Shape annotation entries
*-*-*

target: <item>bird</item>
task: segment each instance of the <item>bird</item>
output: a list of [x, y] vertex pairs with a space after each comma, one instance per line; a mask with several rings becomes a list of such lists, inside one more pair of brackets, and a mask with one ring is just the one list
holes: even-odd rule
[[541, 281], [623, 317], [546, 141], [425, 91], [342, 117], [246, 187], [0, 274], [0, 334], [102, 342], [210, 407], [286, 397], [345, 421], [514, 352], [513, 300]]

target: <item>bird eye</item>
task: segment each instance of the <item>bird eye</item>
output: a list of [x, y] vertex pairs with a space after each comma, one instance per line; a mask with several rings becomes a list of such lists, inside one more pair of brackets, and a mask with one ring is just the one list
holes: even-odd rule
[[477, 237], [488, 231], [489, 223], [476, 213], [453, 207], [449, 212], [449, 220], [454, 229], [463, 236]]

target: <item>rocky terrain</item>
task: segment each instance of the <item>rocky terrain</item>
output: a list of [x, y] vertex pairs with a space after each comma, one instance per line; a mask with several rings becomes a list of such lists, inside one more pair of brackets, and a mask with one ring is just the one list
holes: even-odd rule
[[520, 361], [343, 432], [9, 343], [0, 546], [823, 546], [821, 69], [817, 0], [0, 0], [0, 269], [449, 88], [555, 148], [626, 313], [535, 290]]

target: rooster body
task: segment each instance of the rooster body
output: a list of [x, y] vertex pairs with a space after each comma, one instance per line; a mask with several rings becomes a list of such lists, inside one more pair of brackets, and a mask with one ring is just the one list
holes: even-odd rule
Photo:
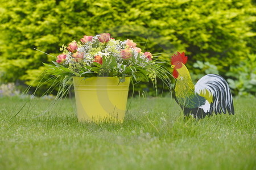
[[172, 56], [173, 76], [176, 79], [175, 98], [185, 116], [203, 118], [213, 112], [234, 114], [230, 90], [226, 81], [220, 75], [207, 74], [194, 85], [185, 66], [187, 57], [184, 53]]

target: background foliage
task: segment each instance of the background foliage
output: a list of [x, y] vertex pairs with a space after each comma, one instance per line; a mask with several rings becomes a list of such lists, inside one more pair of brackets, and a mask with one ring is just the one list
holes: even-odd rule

*-*-*

- **Problem requirements**
Rewrite all the items above, switching "vertex pairs" to "coordinate pairs" everywhere and keeping everything else the same. Leave the pictures out of your answer.

- **Full solution**
target: <item>bird</item>
task: segment each instance of the <item>bird</item>
output: a list of [x, y] coordinate pairs with a space after each comma, one instance per line; a mask with several rings becomes a list of such lists, inside one more pair of brackets, and a mask with one ring is just the one list
holes: even-odd rule
[[541, 281], [623, 317], [546, 141], [425, 91], [342, 117], [246, 187], [0, 274], [0, 334], [102, 342], [210, 407], [286, 397], [345, 421], [514, 352], [513, 300]]

target: <item>bird eye</item>
task: segment each instance of the <item>bird eye</item>
output: a list of [x, y] coordinate pairs with a space after each comma, one instance per line; a mask with several rings becomes a list of such lists, inside one more pair of brackets, and a mask with one ring is just the one list
holes: even-odd rule
[[477, 237], [488, 231], [489, 223], [476, 213], [453, 207], [449, 212], [449, 220], [454, 229], [463, 236]]

target: <item>rocky terrain</item>
task: segment each instance of the <item>rocky terrain</item>
output: a list of [x, y] coordinate pairs with a space after each comma, one instance per line; a mask with several rings becomes a list of such lists, inside one more pair of brackets, and a mask with one ring is just the one list
holes: even-odd rule
[[520, 361], [343, 432], [9, 343], [0, 546], [823, 546], [821, 69], [817, 0], [0, 0], [0, 269], [449, 88], [555, 148], [626, 313], [535, 290]]

target: rooster body
task: segment each instance of the rooster body
output: a list of [x, y] coordinate pairs with a space after each comma, one instance per line; a mask with several rings becomes a list of such lists, inside one more pair of brackets, and a mask with one ring is just the one list
holes: even-odd rule
Photo:
[[172, 56], [173, 76], [176, 79], [175, 98], [185, 116], [203, 118], [213, 112], [234, 114], [230, 90], [226, 81], [220, 75], [207, 74], [194, 85], [185, 66], [187, 57], [184, 53]]

target: background foliage
task: segment each instance of the background foliage
output: a list of [x, y] coordinate pairs with a space after each comma, one instance per line; a mask with several rings becomes a list of such lists, inside one more pair of brackets, and a mask with one ring is just the one list
holes: even-odd rule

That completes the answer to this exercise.